--- Entries shown ---
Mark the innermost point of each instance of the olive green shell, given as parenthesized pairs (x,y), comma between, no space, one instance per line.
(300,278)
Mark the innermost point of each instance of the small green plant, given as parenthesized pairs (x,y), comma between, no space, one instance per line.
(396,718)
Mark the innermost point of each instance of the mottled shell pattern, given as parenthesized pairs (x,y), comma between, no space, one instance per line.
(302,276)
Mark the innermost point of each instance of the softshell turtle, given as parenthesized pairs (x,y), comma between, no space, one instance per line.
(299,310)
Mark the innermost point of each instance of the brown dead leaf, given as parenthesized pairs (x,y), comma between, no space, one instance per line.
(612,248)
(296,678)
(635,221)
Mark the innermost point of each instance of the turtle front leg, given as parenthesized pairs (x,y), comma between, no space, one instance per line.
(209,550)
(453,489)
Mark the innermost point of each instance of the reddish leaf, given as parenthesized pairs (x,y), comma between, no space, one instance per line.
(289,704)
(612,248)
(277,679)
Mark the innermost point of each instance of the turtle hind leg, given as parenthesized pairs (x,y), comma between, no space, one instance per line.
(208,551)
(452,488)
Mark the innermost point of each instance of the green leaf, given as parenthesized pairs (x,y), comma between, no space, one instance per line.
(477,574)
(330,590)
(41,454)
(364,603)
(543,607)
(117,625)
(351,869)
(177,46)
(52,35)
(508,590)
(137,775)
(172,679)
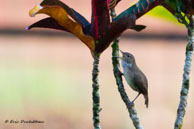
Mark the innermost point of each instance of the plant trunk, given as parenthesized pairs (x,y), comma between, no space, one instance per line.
(118,77)
(185,83)
(95,93)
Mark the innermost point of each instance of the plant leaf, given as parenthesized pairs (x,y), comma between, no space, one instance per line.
(61,16)
(71,12)
(47,23)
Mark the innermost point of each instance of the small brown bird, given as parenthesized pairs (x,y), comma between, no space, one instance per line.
(134,76)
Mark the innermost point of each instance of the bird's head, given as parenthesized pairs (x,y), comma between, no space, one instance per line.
(127,57)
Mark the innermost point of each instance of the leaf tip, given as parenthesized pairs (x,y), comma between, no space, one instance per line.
(33,11)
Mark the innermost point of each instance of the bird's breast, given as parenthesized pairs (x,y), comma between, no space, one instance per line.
(129,75)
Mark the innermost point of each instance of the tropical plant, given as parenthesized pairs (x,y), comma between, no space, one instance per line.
(99,34)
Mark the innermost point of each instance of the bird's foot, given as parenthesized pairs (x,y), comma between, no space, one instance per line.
(119,73)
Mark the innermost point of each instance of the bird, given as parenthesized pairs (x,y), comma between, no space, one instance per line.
(135,78)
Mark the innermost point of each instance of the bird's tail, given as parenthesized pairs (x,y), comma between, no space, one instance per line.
(146,100)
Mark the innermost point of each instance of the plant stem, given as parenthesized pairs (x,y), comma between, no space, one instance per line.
(95,93)
(118,77)
(185,83)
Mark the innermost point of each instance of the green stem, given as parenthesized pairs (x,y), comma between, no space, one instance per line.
(185,83)
(95,93)
(118,77)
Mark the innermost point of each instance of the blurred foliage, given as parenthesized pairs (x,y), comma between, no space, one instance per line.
(161,12)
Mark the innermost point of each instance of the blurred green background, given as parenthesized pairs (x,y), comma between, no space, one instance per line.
(46,75)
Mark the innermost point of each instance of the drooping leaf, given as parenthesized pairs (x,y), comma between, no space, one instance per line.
(47,23)
(71,12)
(61,16)
(85,24)
(112,3)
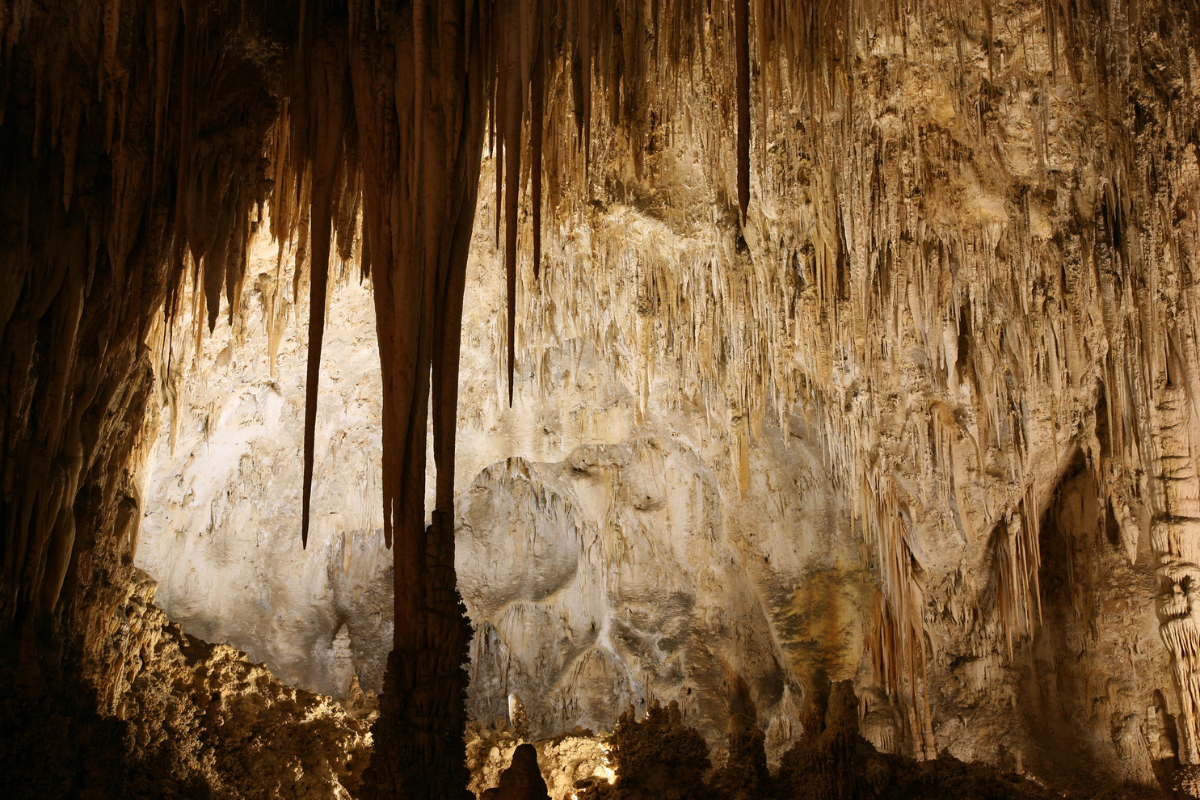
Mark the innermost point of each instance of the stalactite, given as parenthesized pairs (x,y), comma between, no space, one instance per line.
(742,46)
---
» Directive:
Convert all the rows above into a Markdown table with two columns, Number and Line, that numbers each line in order and skips blank lines. Leave out the pictures.

» Task result:
| Number | Line |
|---|---|
| 1 | Mark the innermost point of each instance of the olive green shell, given as parenthesized pairs (x,y), comma between, no space, one instance per line. |
| 2 | (300,278) |
| 3 | Mark the innermost point of each instance of the small green plant, given as parenthesized pairs (x,y), comma between, no space, one instance per line. |
| 4 | (396,718) |
| 5 | Mark the innermost point of each instance of the mottled shell pattern, given as parenthesized pairs (x,y), comma between, no space, one instance per line. |
| 6 | (302,276) |
| 7 | Mark the innermost point of each instance of the softshell turtle, given as parenthesized pairs (x,y), comma between, no space, one instance per line. |
| 8 | (299,310) |
| 9 | Mark the innermost point of each instance of the brown dead leaf, given as parenthesized pairs (x,y), comma between, no space, one instance per line. |
| 10 | (612,248) |
| 11 | (296,678) |
| 12 | (635,221) |
| 13 | Mark the innermost point of each instance of the turtle front leg, given as parenthesized pairs (x,y), comma between, no space, one instance per line. |
| 14 | (209,550) |
| 15 | (453,489) |
| 16 | Mark the innermost point of each instance of the reddish leaf, given as parenthesized pairs (x,y), comma between, no space, one instance per line. |
| 17 | (289,704) |
| 18 | (612,248) |
| 19 | (277,679) |
| 20 | Mark the innermost point of each instance of the turtle hind leg, given as parenthesized pairs (x,y), comma between, no space, one instance per line. |
| 21 | (208,551) |
| 22 | (452,488) |
| 23 | Mark the innermost point of each instance of the green leaf, given as parenthesized pairs (x,y), comma between, no space, one instance per line. |
| 24 | (477,574) |
| 25 | (330,590) |
| 26 | (41,454) |
| 27 | (364,603) |
| 28 | (543,607) |
| 29 | (117,625) |
| 30 | (351,869) |
| 31 | (177,46) |
| 32 | (52,35) |
| 33 | (508,590) |
| 34 | (137,775) |
| 35 | (172,679) |
| 36 | Mark the innermost point of each instance of the plant trunk, given as parenthesized pairs (x,y), comma between, no space, one instance per line. |
| 37 | (118,77) |
| 38 | (185,83) |
| 39 | (95,93) |
| 40 | Mark the innermost point of each instance of the plant leaf, given as parenthesized pairs (x,y), comma between, no space, one instance per line. |
| 41 | (61,16) |
| 42 | (71,12) |
| 43 | (47,23) |
| 44 | Mark the innermost point of each instance of the small brown bird, given as parenthesized pairs (x,y), comma between, no space, one instance per line. |
| 45 | (134,76) |
| 46 | Mark the innermost point of each instance of the bird's head, given as parenthesized pairs (x,y), comma between, no space, one instance per line. |
| 47 | (127,57) |
| 48 | Mark the innermost point of each instance of the leaf tip, given as parenthesized pairs (x,y), comma between, no space, one instance per line. |
| 49 | (33,11) |
| 50 | Mark the innermost point of each instance of the bird's breast, given as parenthesized pairs (x,y), comma between, no space, one instance per line. |
| 51 | (129,75) |
| 52 | Mark the innermost point of each instance of the tropical plant, given as parenthesized pairs (x,y), comma between, no space, one instance per line. |
| 53 | (99,34) |
| 54 | Mark the innermost point of each instance of the bird's foot, given as parenthesized pairs (x,y), comma between, no space, one instance per line. |
| 55 | (119,73) |
| 56 | Mark the innermost point of each instance of the bird, given as parenthesized pairs (x,y), comma between, no space, one instance per line. |
| 57 | (135,78) |
| 58 | Mark the innermost point of each instance of the bird's tail, given as parenthesized pairs (x,y), comma between, no space, one instance per line. |
| 59 | (146,100) |
| 60 | Mark the innermost point of each instance of the plant stem, given as parenthesized pairs (x,y), comma between, no space, one instance per line. |
| 61 | (95,93) |
| 62 | (118,77) |
| 63 | (185,83) |
| 64 | Mark the innermost point of each instance of the green stem, given as parenthesized pairs (x,y), comma between, no space, one instance per line. |
| 65 | (185,83) |
| 66 | (95,93) |
| 67 | (118,77) |
| 68 | Mark the innermost point of each instance of the blurred foliage, given as parenthesized pairs (x,y), comma between, no space, one instance per line. |
| 69 | (161,12) |
| 70 | Mark the innermost point of each instance of the blurred green background, given as parenthesized pairs (x,y), comma between, no space, one instance per line. |
| 71 | (46,75) |
| 72 | Mark the innermost point of each instance of the drooping leaf, given as parenthesized pairs (x,y), comma between, no space, one instance per line. |
| 73 | (47,23) |
| 74 | (71,12) |
| 75 | (61,16) |
| 76 | (85,24) |
| 77 | (112,3) |
| 78 | Mark the innermost point of each instance of the stalactite, given as parenthesized pairs (x,y), comma between, no space, one instance per line. |
| 79 | (742,46) |